• [SHORT EXERCISE]:
Pick up the forum thread below about people's favorite guitars and carry it on from its last sentence.

• [SOURCE DOCUMENT]:
-- START --

# What is your favorite guitar? Why?



## SGJones (Sep 13, 2015)

Here is mine:


1962 SG/Les Paul with PAFs.
I have always loved the SG body shape even before I knew what they were. When I went to Sears bargain centre I always liked "the red one with horns." It took me a long time to find one with a Vibrola and PAFs and when I finally found one at The Twelfth Fret someone else already had a deposit on it. Lucky for me they never came up with the rest of the cash.
When I am in my rocking chair at the nursing home this is the one I will be playing! I hope they allow Marshalls...


----------



## Guest (Jan 17, 2016)

Lovely guit!
My collection is eclectic. I like them all.
The one that goes to the nursing home with me is my '85 Standard. With my Traynor 1/4 horse (headphone jack).
I custom ordered this at L&M Bloor St. with double black paint (really black you know) and the best hardware and
electronics Gibson offered at the time, which included Tim Shaw pups.
My influence was Tony Iommi, so, SG it had to be!


----------



## SGJones (Sep 13, 2015)

laristotle said:


> Lovely guit!
> My collection is eclectic. I like them all.
> The one that goes to the nursing home with me is my '85 Standard. With my Traynor 1/4 horse (headphone jack).
> I custom ordered this at L&M Bloor St. with double black paint (really black you know) and the best hardware and
> ...


Nice! I'll bet that one rocks with those Shaws.


----------



## Slooky (Feb 3, 2015)

Mine is the Godin LGX I can play it acoustic, electric or synth or combine them all together. I just love it. My Martin is very sweet too!


----------



## cboutilier (Jan 12, 2016)

My favorite guitar is certainly Waylon Jenning's original blackguard Telecaster with the leather jacket. I plan to build a replica eventually.

I've built my current Tele to resemble Merle Haggard's sunburst Tele with the maple neck he played throughout the 80s


----------



## Guest (Jan 17, 2016)

Would love to see pic's of your builds, or if you've already posted them, links to them please?


----------



## davetcan (Feb 27, 2006)

It's a toss up between my STD and Strat Ultra. Both are just excellent examples and do what they should beautifully, despite the owner.


----------



## Guest (Jan 18, 2016)

Nice Rivera that your Strat's leaning on.
I have the tan version.


----------



## SGJones (Sep 13, 2015)

davetcan said:


> It's a toss up between my STD and Strat Ultra. Both are just excellent examples and do what they should beautifully, despite the owner.


Beautiful tops on both of them.


Sent from my iPhone using Tapatalk


----------



## Robert1950 (Jan 21, 2006)

It has not always been my favourite, but always at least my number two. It is consistent. No love/hate relationship like another guitar. If I had to pick one guitar that covers most, it is my Fender Jimmie Vaughan Stratocaster,... with Fender hot noiseless pickups,... could never use the middle pickup with all that 60 cycle hum before.

-- END --

• [STORED DATA]:

-- START --

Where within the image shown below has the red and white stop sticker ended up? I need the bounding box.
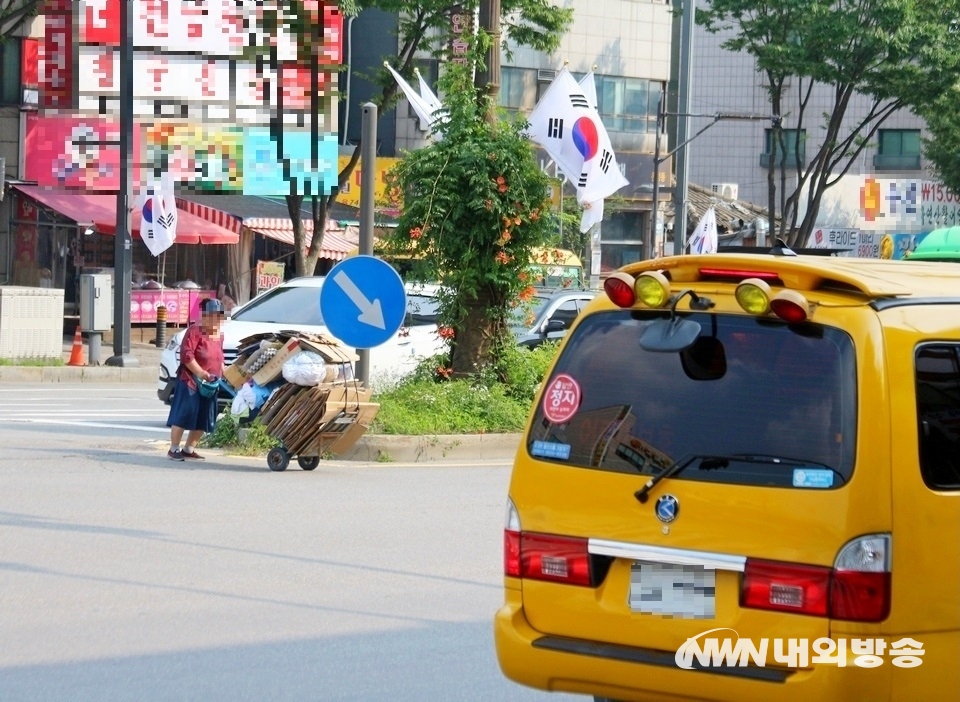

-- END --

• [THE OUTPUT]:
----------



## Budda (May 29, 2007)

I haven't owned a proper PRS singlecut so I can't say my custom 22 for sure haha.

Tastes change over time too :/


----------



## chrstnjcb (Sep 25, 2015)

Budda said:


> I haven't owned a proper PRS singlecut so I can't say my custom 22 for sure haha.
> 
> Tastes change over time too :/


Tastes change over time for sure. My favorite guitar changes about once a month on average. I guess it depends what i'm playing at the moment. This month the winner is my prs 245 loaded with SD seth lovers.

Sent from my LG-D852G using Tapatalk


----------



## Steadfastly (Nov 14, 2008)

I would have a hard time picking one but two that I wouldn't mind owning are the Godin Session Triple Play and a Gretsch Country Gentleman.although I feel the Gretsch is way overpriced but it's one of those guitars that appeals to me.


----------



## Guest (Jan 18, 2016)

Steadfastly said:


>


What does that switch do?


----------



## SGJones (Sep 13, 2015)

laristotle said:


> What does that switch do?


http://www.fishman.com/products/series/tripleplay/tripleplaywirelessguitarcontroller.php


----------



## Guest (Jan 18, 2016)

That's cool. The guitar looks sharp too.


----------



## Lola (Nov 16, 2014)

I love this guitar! Light weight and such a gorgeous tone with diversity! It's ugly but it's really beautiful!


----------



## zontar (Oct 25, 2007)

Hmm, it depends on my mood.
seriously.
Recently I've been spending more time on my newer instruments (Fretless bass, mandobird & bluesbox), on any given day it could be any of them...


----------



## garrettdavis275 (May 30, 2014)

My #1 - it's perfectly balanced, neck is right between 50's heft and 60's slim, and there's really nothing better than P90 filth. Doesn't hurt that you rarely see anyone else playing them. After this it's my TV yellow '61 SG and SG Jr.


----------



## SGJones (Sep 13, 2015)

garrettdavis275 said:


> View attachment 17487
> 
> 
> My #1 - it's perfectly balanced, neck is right between 50's heft and 60's slim, and there's really nothing better than P90 filth. Doesn't hurt that you rarely see anyone else playing them. After this it's my TV yellow '61 SG and SG Jr.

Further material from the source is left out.